▶ [Action item]:
Once the line with "Where can the car hood" is found in the data, output it and each following line exactly, up to and including the line with "Where can the red", and nothing before or after.

▶ [Listed entries]:
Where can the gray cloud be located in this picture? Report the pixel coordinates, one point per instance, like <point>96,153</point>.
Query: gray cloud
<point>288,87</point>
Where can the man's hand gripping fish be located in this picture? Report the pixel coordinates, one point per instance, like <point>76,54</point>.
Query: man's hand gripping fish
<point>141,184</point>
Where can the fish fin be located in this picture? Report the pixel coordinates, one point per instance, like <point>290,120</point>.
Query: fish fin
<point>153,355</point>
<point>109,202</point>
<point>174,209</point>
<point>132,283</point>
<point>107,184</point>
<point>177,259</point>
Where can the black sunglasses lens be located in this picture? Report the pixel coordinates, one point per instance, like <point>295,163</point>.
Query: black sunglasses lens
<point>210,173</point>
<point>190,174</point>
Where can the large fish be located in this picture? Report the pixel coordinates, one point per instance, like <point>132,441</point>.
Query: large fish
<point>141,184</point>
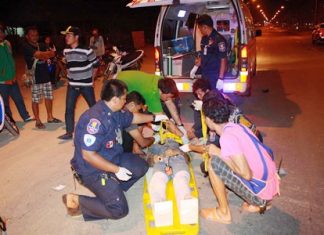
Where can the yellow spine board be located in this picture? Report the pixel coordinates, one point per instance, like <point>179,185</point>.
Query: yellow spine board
<point>176,228</point>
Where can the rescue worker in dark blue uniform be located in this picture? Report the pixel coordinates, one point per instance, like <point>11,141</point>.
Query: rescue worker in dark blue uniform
<point>99,162</point>
<point>213,54</point>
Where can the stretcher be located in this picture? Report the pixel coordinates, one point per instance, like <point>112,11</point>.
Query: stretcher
<point>177,227</point>
<point>204,155</point>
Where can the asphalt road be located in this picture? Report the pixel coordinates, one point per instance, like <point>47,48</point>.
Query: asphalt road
<point>286,104</point>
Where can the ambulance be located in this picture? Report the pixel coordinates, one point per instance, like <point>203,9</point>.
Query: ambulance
<point>177,40</point>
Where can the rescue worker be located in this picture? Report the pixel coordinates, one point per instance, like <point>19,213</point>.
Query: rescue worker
<point>99,162</point>
<point>212,59</point>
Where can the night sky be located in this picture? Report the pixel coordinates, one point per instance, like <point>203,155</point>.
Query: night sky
<point>112,15</point>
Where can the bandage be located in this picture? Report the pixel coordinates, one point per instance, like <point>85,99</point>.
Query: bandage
<point>157,187</point>
<point>181,186</point>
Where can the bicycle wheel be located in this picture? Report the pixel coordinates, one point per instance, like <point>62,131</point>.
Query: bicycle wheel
<point>11,126</point>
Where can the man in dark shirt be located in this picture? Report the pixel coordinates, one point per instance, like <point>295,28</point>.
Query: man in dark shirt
<point>35,53</point>
<point>81,68</point>
<point>213,54</point>
<point>135,104</point>
<point>99,159</point>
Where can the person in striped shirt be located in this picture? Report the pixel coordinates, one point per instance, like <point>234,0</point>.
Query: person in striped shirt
<point>81,68</point>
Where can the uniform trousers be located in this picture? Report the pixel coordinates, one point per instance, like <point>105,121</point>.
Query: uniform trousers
<point>110,201</point>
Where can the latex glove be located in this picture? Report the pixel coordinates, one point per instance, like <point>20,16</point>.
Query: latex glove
<point>197,105</point>
<point>123,174</point>
<point>157,138</point>
<point>219,84</point>
<point>160,117</point>
<point>184,138</point>
<point>185,148</point>
<point>193,71</point>
<point>155,127</point>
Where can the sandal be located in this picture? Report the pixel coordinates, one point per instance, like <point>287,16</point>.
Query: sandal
<point>39,125</point>
<point>54,120</point>
<point>254,209</point>
<point>73,211</point>
<point>213,214</point>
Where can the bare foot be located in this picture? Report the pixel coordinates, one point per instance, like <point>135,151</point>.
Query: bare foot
<point>215,215</point>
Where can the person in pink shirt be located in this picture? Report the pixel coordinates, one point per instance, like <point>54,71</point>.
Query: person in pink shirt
<point>243,164</point>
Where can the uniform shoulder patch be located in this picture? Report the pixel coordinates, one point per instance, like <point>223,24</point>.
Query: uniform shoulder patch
<point>221,46</point>
<point>89,139</point>
<point>93,126</point>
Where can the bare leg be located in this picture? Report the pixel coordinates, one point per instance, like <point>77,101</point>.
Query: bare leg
<point>221,214</point>
<point>35,108</point>
<point>48,104</point>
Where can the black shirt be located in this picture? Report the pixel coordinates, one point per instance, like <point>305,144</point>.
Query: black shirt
<point>41,72</point>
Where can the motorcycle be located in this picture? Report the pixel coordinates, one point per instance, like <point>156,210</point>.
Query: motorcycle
<point>6,121</point>
<point>116,61</point>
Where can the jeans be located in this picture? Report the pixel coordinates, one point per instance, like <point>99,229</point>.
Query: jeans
<point>13,91</point>
<point>71,98</point>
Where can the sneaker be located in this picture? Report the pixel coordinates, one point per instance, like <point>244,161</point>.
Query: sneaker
<point>29,119</point>
<point>66,136</point>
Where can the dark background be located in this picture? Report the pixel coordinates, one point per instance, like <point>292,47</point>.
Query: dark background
<point>116,21</point>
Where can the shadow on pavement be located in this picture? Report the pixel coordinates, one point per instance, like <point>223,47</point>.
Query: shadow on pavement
<point>273,221</point>
<point>269,105</point>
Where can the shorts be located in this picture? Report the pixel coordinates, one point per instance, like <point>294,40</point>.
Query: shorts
<point>42,89</point>
<point>234,182</point>
<point>178,163</point>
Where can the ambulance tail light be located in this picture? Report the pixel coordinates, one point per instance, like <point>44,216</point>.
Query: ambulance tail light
<point>244,64</point>
<point>244,52</point>
<point>157,61</point>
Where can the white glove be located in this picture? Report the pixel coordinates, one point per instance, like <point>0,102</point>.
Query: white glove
<point>160,117</point>
<point>184,138</point>
<point>197,105</point>
<point>155,127</point>
<point>193,71</point>
<point>219,84</point>
<point>123,174</point>
<point>157,138</point>
<point>185,148</point>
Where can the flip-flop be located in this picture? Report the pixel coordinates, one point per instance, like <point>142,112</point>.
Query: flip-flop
<point>212,214</point>
<point>54,120</point>
<point>39,125</point>
<point>74,212</point>
<point>253,209</point>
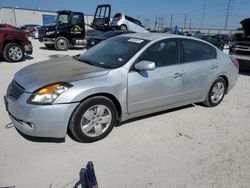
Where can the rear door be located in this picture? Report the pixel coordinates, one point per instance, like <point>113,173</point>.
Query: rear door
<point>101,19</point>
<point>160,87</point>
<point>199,68</point>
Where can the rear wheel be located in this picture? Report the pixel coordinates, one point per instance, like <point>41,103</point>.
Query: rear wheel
<point>93,119</point>
<point>216,93</point>
<point>61,44</point>
<point>13,52</point>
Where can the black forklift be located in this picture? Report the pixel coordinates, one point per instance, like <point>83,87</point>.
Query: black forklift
<point>69,28</point>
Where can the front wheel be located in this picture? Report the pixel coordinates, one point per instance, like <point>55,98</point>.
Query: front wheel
<point>216,93</point>
<point>13,52</point>
<point>93,119</point>
<point>61,44</point>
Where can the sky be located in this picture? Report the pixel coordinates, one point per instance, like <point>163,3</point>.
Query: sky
<point>148,10</point>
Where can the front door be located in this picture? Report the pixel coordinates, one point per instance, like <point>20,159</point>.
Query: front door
<point>199,67</point>
<point>77,26</point>
<point>160,87</point>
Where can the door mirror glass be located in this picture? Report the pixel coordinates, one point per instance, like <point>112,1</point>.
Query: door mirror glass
<point>145,65</point>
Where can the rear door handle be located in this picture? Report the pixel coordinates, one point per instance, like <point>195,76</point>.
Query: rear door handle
<point>213,67</point>
<point>177,75</point>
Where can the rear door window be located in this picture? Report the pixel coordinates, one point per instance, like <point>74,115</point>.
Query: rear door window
<point>196,51</point>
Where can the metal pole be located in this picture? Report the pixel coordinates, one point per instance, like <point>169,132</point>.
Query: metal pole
<point>185,20</point>
<point>190,24</point>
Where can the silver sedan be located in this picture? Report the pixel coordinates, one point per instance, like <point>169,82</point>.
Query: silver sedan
<point>119,79</point>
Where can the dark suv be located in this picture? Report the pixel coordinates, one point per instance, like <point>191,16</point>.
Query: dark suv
<point>14,43</point>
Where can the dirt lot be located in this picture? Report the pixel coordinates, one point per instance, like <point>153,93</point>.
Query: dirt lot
<point>193,146</point>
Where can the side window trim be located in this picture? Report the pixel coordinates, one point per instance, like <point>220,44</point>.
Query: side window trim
<point>170,39</point>
<point>183,51</point>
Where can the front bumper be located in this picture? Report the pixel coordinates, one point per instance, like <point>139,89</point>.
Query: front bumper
<point>39,120</point>
<point>49,40</point>
<point>28,49</point>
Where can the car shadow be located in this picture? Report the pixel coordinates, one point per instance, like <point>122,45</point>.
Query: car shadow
<point>61,140</point>
<point>244,72</point>
<point>27,57</point>
<point>155,114</point>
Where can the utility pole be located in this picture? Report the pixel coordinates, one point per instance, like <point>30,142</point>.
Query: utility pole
<point>203,13</point>
<point>171,20</point>
<point>190,24</point>
<point>146,22</point>
<point>185,20</point>
<point>228,10</point>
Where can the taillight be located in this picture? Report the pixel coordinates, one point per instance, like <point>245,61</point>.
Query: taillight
<point>235,62</point>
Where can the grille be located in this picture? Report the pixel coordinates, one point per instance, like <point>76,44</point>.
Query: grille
<point>242,52</point>
<point>14,90</point>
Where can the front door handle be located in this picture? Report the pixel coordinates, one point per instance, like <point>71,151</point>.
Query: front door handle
<point>177,75</point>
<point>213,67</point>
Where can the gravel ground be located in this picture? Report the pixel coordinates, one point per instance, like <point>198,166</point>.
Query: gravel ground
<point>192,146</point>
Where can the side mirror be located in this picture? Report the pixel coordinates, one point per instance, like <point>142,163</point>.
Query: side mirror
<point>145,65</point>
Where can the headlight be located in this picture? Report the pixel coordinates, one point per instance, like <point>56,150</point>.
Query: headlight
<point>50,32</point>
<point>48,94</point>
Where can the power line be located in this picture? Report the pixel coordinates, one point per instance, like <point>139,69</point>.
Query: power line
<point>203,13</point>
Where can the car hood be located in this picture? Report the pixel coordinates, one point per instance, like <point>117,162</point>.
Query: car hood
<point>66,69</point>
<point>246,26</point>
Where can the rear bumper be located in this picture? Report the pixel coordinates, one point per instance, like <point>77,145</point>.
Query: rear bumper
<point>244,61</point>
<point>49,121</point>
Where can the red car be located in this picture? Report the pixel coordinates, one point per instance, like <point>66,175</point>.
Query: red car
<point>14,43</point>
<point>29,28</point>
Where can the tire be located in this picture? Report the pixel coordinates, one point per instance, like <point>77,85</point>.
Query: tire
<point>13,52</point>
<point>123,28</point>
<point>96,125</point>
<point>213,99</point>
<point>49,46</point>
<point>61,44</point>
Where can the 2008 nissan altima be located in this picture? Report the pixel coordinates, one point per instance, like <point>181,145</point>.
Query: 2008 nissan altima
<point>119,79</point>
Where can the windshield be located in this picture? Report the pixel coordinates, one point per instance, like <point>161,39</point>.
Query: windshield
<point>113,53</point>
<point>62,18</point>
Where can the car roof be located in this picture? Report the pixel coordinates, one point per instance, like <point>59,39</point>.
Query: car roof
<point>153,36</point>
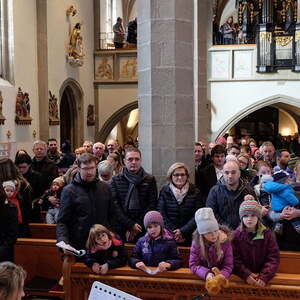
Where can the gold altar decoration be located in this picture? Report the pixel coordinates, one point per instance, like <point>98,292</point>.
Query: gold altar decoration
<point>283,40</point>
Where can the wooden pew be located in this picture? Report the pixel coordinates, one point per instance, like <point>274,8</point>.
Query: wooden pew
<point>40,257</point>
<point>42,230</point>
<point>42,261</point>
<point>181,284</point>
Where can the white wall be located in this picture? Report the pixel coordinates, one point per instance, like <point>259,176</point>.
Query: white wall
<point>287,125</point>
<point>25,75</point>
<point>58,69</point>
<point>113,97</point>
<point>229,99</point>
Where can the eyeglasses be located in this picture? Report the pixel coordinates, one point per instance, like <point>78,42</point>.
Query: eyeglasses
<point>179,175</point>
<point>88,169</point>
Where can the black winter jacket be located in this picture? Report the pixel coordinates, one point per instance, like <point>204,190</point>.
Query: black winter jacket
<point>180,216</point>
<point>226,203</point>
<point>147,191</point>
<point>83,204</point>
<point>8,231</point>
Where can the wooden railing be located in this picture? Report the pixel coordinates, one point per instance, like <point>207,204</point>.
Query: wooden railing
<point>40,257</point>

▶ [Answer]:
Where can the car hood be located in this picture? Report the pixel coordinates, one point per instance, like <point>117,162</point>.
Query: car hood
<point>66,69</point>
<point>246,26</point>
Where can the rear bumper be located in this picture? Report the pixel coordinates, one point per instance, like <point>77,145</point>.
Query: rear bumper
<point>244,61</point>
<point>49,121</point>
Where can the red car be located in this picture? Report the pixel coordinates, one point per instance, like <point>66,175</point>.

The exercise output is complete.